━━━━━ 本文抜粋
端末を買い替えることなく、同じ端末を他のキャリアでも使えるなら、より料金の安いところに乗り換えられてしまう。
そのため、「他社より料金を安くすること」が多少なりとも必要になってきます。
そこが、総務省の狙いの1つでもあるわけです。
「SIMロック」を解除するということ
実は、既に「SIMロック」を解除するサービスを行っているキャリアはあります。
ドコモは 2011年4月以降発売のほぼ全機種で、Softbankも 4機種(2014年2月現在)についてSIMロック解除の手続きを受け付けています。(解除手数料が必要)
従来の携帯電話(フィーチャーフォン、所謂ガラケー)では、各社独自のサービス(ドコモであれば i-modeや、imodeメールといったもの)が端末にあらかじめ組み込まれているため、例えばドコモの端末を「SIMロック解除」してSoftbankで利用しても、メールやネットは使えず、通話しか使えないため、利用者にとってもメリットをあまり感じられませんでした。
ところが、最近普及しているスマートフォンでは、メールアプリや他社がリリースしているアプリを後からインストールして利用できるため、「SIMロック解除」のメリットが感じられるようになっています。
━━━━━━━━━━
━━━━━ 元データ
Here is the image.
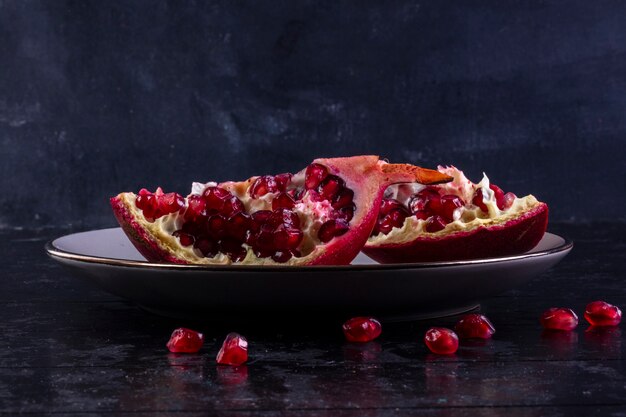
━━━━━━━━━━
=== 取り組む課題 ===
[A] SIMロック解除についての文章によると、従来の携帯電話では、なぜ利用者がSIMロック解除のメリットをあまり感じられなかったのですか。
[B] SIMロック解除についての文章をもとに、次の問いに答えてください。
(i) Softbankが2014年2月現在でSIMロック解除の手続きを受け付けているのは何機種ですか。
(ii) ドコモがSIMロック解除の手続きを受け付けているのは、いつ以降に発売された機種ですか。
(iii) スマートフォンで後からインストールして利用できるのは、どのようなアプリですか。

=== 課題の解答 ===
[A] 従来の携帯電話には、ドコモのi-modeやimodeメールのような各社独自のサービスが端末にあらかじめ組み込まれていました。そのため、例えばドコモの端末をSIMロック解除してSoftbankで使っても、メールやネットは使えず、通話しか使えなかったからです。

[B]
(i) 4機種
(ii) 2011年4月以降に発売された、ほぼ全機種
(iii) メールアプリや、他社がリリースしているアプリ